* **Фрагмент текста**:
○ ○ ○ ○ ○ ○ ○

Зарождение в искусстве новых тенденций, уводивших живопись от предельной ясности реализма, не радовало Иллариона Михайловича, отвергавшего нервные искания формы. «Искусство живописи, – горячился он, – стало теперь неогороженным полем, куда всякий может заходить и испражняться». Вспоминают, какое удручающее впечатление произвела на Прянишникова работа его бывшего ученика Нестерова «Юность Сергия», представленная на Передвижной выставке 1892 года. Увидев полотно, Илларион Михайлович стал громко, не обращая внимания на публику, высказывать своё категорическое неприятие картины, «делал гримасы, передразнивая лицо и позу изображённого…» Идейные основы Товарищества оставались для художника незыблемыми.
В последние годы жизни в своём творчестве Прянишников отдавал предпочтение сюжетам из быта среднего городского сословия. Для более крупных работ уже не находилось сил. Чахотка, медленно подтачивавшая здоровье художника, осенью 1891 года нанесла серьёзный удар и даже вынудила Иллариона Михайловича оставить Москву ради благотворного крымского воздуха. Без привычного, насыщенного трудами и полемическим общением образа жизни художник очень тосковал. «Теперь всякому земляку радуешься, как родному брату», – писал он близкому другу пейзажисту Александру Александровичу Киселёву. О тревожной судьбе искусства теперь приходилось размышлять в письмах. «Не могу также согласиться с Вами во взглядах на новизну, – настаивал Прянишников в письме Киселёву: – Что для меня составляет новизну, то другому, может быть, уже в зубах навязло и не составляет ничего нового. Мода ищет новизны, хотя, увы, ничто не ново под луною, кроме истины, которая вечно нова и для искусства составляет и красоту, и новизну».

○ ○ ○ ○ ○ ○ ○

* **Исходные данные**:
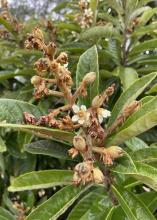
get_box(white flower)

○ ○ ○ ○ ○ ○ ○

* **Задание**:
Кому, согласно тексту о Прянишникове, художник писал о своих взглядах на новизну? Отвечайте, опираясь только на текст о Прянишникове.

* **Ответ**:
Своему близкому другу, пейзажисту Александру Александровичу Киселёву.